** START OF Extract provided **
Re: pgsql: Avoid duplicate XIDs at recovery when building initialsnapshot - Mailing list pgsql-hackers

From Andres Freund
Subject Re: pgsql: Avoid duplicate XIDs at recovery when building initialsnapshot
Date
Msg-id 20181022174155.wxxu2qt3bcrbrqy5@alap3.anarazel.de
Whole thread Raw
In response to Re: pgsql: Avoid duplicate XIDs at recovery when building initialsnapshot  (Alvaro Herrera <alvherre@2ndquadrant.com>)
Responses Re: pgsql: Avoid duplicate XIDs at recovery when building initialsnapshot  (Alvaro Herrera <alvherre@2ndquadrant.com>)
List pgsql-hackers
Hi,

On 2018-10-22 12:36:25 -0300, Alvaro Herrera wrote:
> On 2018-Oct-14, Andres Freund wrote:
> 
> > On 2018-10-14 13:26:24 +0000, Michael Paquier wrote:
> > > Avoid duplicate XIDs at recovery when building initial snapshot
> 
> > I'm unhappy this approach was taken over objections. Without a real
> > warning.   Even leaving the crummyness aside, did you check other users
> > of XLOG_RUNNING_XACTS, e.g. logical decoding?
> 
> Mumble.  Is there a real problem here -- I mean, did this break logical
> decoding?  Maybe we need some more tests to ensure this stuff works
> sanely for logical decoding.

Hm? My point is that this fix just puts a band-aid onto *one* of the
places that read a XLOG_RUNNING_XACTS. Which still leaves the contents
of WAL record corrupted. There's not even a note at the WAL-record's
definition or its logging denoting that the contents are not what you'd
expect.  I don't mean that the fix would break logical decoding, but
that it's possible that an equivalent of the problem affecting hot
standby also affects logical decoding. And even leaving those two users
aside, it's possible that there will be further vulernable internal
users or extensions parsing the WAL.
** END OF Extract provided **
### [Short problem A]
Answer these questions on the mailing-list reply:
(i) On which mailing list was the message posted?
(ii) Which WAL record does Andres Freund say the fix patches at only one of the places that read it?
(iii) Besides hot standby, which feature might be hit by an equivalent of the problem?
** START OF Exercise inputs **
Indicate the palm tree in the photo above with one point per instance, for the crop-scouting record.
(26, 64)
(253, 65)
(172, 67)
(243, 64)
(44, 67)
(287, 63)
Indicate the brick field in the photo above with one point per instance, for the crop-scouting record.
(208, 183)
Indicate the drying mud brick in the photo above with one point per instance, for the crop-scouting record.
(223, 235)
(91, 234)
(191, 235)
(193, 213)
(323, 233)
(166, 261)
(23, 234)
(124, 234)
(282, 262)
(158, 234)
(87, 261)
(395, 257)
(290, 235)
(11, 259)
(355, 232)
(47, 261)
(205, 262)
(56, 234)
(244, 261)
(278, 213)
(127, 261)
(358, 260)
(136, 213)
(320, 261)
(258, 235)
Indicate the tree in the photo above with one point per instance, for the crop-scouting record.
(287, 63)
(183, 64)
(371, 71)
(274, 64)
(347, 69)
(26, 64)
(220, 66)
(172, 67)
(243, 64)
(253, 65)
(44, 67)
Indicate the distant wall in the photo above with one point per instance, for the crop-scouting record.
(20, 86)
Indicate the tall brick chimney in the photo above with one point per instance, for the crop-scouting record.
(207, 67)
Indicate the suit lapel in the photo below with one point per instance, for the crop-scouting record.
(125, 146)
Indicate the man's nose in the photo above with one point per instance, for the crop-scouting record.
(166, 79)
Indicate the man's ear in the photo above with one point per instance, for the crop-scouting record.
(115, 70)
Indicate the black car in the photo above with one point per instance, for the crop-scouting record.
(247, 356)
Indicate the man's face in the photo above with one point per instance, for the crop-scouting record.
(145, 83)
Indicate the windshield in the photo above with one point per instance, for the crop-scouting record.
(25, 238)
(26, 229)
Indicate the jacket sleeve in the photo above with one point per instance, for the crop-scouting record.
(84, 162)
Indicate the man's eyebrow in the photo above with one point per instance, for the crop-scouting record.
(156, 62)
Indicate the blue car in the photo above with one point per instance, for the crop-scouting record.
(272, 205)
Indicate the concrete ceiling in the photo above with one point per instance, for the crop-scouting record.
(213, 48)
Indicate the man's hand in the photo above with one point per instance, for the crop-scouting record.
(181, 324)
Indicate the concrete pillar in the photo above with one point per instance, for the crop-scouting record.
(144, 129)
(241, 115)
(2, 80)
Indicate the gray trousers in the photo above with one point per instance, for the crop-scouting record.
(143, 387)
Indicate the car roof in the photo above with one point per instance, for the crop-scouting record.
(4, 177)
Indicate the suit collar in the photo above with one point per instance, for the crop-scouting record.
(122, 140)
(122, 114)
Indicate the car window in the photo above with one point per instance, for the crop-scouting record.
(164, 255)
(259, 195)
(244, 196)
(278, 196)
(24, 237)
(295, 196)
** END OF Exercise inputs **
### [Short problem B]
From the records, extract word for word the lines starting with the line that contains "Indicate the suit lapel" and going on through the last line of the records.

### [Correct output A]
(i) pgsql-hackers
(ii) XLOG_RUNNING_XACTS
(iii) Logical decoding

### [Correct output B]
Indicate the suit lapel in the photo below with one point per instance, for the crop-scouting record.
(125, 146)
Indicate the man's nose in the photo above with one point per instance, for the crop-scouting record.
(166, 79)
Indicate the man's ear in the photo above with one point per instance, for the crop-scouting record.
(115, 70)
Indicate the black car in the photo above with one point per instance, for the crop-scouting record.
(247, 356)
Indicate the man's face in the photo above with one point per instance, for the crop-scouting record.
(145, 83)
Indicate the windshield in the photo above with one point per instance, for the crop-scouting record.
(25, 238)
(26, 229)
Indicate the jacket sleeve in the photo above with one point per instance, for the crop-scouting record.
(84, 162)
Indicate the man's eyebrow in the photo above with one point per instance, for the crop-scouting record.
(156, 62)
Indicate the blue car in the photo above with one point per instance, for the crop-scouting record.
(272, 205)
Indicate the concrete ceiling in the photo above with one point per instance, for the crop-scouting record.
(213, 48)
Indicate the man's hand in the photo above with one point per instance, for the crop-scouting record.
(181, 324)
Indicate the concrete pillar in the photo above with one point per instance, for the crop-scouting record.
(144, 129)
(241, 115)
(2, 80)
Indicate the gray trousers in the photo above with one point per instance, for the crop-scouting record.
(143, 387)
Indicate the car roof in the photo above with one point per instance, for the crop-scouting record.
(4, 177)
Indicate the suit collar in the photo above with one point per instance, for the crop-scouting record.
(122, 140)
(122, 114)
Indicate the car window in the photo above with one point per instance, for the crop-scouting record.
(164, 255)
(259, 195)
(244, 196)
(278, 196)
(24, 237)
(295, 196)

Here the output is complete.